てっきり、ゼロはレイトの生命活動を維持する為のほんの僅かなエネルギーをレイトの中に残しており、レイトの決意がそれにエネルギーを与える事で“レイトの内側からゼロは復活する”と思っていたのですが、それが“サングラス(レイトの外側)から復活してしまう”と、結局、ゼロは超強いので余力を残した仮死状態だった、という事に過ぎなくなってしまう。
勿論それを最終的に目覚めさせたのはレイトの決意なのでしょうが、それをより劇的にする為にはレイトの内側から目覚めてほしかったですし、運命とは別の手段でヒーローになれる可能性をそこに見たかったです。
サブタイトルは「運命を超えて行け」なのですが、実際に見せているのは、内側から生み出した力で運命を乗り越えるのではなく、外側から与えられた力を運命として受け入れる、という構造になってしまっているのは、非常に残念。
まあこの点は物語として、運命に選ばれて外から力を与えられた者(レイト)と、運命に選ばれず力を与えられていない者(ライハ)、を厳然と区別したい理由があるのかもですが。
-*-*-
▶ [作業内容]:
抜粋文で挙げられているサブタイトルは何ですか。 レコードはここでは使いません。

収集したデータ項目
-*-*-
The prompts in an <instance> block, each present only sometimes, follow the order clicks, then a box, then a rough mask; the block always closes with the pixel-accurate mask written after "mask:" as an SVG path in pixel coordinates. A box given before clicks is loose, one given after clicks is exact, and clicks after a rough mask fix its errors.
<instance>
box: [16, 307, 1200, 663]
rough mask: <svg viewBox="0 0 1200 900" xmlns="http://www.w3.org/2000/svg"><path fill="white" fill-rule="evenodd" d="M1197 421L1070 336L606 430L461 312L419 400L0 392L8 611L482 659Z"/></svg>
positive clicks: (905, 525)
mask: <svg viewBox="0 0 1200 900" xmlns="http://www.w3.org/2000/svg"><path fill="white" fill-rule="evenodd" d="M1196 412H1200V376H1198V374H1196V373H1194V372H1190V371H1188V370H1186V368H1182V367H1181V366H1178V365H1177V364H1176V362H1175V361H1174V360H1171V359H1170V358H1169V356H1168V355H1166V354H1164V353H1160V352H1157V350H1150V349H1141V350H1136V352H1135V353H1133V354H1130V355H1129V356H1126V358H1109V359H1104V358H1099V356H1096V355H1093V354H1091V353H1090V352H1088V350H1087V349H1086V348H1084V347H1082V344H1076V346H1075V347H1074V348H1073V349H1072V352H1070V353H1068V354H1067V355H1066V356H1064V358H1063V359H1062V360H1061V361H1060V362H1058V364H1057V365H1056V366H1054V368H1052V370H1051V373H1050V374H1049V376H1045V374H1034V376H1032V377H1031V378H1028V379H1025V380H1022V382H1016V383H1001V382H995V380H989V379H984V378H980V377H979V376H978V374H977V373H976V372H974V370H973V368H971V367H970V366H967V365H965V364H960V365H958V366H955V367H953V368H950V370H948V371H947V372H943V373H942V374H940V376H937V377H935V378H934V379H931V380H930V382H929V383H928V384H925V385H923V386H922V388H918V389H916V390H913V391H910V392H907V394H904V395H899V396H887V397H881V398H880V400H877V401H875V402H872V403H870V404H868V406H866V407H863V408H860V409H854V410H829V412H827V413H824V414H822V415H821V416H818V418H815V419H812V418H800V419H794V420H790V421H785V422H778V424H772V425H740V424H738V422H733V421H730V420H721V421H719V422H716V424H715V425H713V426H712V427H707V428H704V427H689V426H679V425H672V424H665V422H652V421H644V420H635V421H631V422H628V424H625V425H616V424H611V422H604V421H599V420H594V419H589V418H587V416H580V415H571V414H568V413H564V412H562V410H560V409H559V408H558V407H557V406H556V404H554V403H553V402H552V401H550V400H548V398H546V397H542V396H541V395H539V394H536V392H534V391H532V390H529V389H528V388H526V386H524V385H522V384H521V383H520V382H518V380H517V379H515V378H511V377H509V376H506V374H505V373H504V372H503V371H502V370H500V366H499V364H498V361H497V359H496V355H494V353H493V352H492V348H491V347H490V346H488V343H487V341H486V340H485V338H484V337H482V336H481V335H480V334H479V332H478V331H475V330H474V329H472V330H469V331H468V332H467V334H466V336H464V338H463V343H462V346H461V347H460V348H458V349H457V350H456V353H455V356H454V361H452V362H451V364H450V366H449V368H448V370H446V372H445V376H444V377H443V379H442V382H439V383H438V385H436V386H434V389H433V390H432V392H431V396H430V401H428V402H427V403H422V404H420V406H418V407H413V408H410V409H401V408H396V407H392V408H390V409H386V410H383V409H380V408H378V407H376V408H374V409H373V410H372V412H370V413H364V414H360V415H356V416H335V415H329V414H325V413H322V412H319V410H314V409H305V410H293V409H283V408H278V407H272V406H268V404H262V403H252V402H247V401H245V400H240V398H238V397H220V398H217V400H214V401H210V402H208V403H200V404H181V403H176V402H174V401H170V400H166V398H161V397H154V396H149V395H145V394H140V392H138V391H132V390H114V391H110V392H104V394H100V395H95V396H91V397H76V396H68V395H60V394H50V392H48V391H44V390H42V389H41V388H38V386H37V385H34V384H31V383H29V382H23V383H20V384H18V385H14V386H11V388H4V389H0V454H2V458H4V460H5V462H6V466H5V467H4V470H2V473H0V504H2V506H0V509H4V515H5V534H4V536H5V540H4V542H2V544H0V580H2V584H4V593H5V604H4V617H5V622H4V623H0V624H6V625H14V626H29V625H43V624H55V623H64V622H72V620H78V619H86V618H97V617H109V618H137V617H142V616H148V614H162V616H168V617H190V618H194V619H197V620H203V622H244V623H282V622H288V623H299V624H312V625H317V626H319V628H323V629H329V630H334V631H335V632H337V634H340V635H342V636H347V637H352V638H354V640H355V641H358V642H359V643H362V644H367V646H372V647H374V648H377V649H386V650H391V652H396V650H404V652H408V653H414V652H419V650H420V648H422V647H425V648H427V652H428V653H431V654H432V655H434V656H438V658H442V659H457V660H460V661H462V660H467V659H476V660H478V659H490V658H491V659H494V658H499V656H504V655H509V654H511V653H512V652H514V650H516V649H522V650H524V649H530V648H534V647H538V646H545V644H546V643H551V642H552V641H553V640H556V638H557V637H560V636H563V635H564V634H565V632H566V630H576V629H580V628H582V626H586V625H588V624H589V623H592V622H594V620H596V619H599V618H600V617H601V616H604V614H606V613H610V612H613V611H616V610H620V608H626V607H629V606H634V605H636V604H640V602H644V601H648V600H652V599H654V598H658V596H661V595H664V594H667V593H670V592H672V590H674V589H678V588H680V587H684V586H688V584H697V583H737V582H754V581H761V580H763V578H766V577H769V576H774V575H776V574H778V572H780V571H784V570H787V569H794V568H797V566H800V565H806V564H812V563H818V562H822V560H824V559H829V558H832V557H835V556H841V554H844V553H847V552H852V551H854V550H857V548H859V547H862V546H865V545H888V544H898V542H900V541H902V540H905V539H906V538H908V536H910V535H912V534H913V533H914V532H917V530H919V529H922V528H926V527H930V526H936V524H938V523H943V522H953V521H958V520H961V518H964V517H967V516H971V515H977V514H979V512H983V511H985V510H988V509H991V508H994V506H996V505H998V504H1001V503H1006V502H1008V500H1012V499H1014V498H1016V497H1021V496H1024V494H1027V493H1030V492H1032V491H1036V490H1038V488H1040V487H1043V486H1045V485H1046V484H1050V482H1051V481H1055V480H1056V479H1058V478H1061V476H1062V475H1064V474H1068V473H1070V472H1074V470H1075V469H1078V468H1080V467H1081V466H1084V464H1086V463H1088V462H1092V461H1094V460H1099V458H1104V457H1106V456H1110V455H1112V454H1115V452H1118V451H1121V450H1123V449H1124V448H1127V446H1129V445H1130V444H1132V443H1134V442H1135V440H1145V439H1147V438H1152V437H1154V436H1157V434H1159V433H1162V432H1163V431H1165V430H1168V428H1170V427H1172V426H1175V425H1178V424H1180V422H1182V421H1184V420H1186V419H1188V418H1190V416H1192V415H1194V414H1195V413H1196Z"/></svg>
-*-*-
▶ [解答例]:
「運命を超えて行け」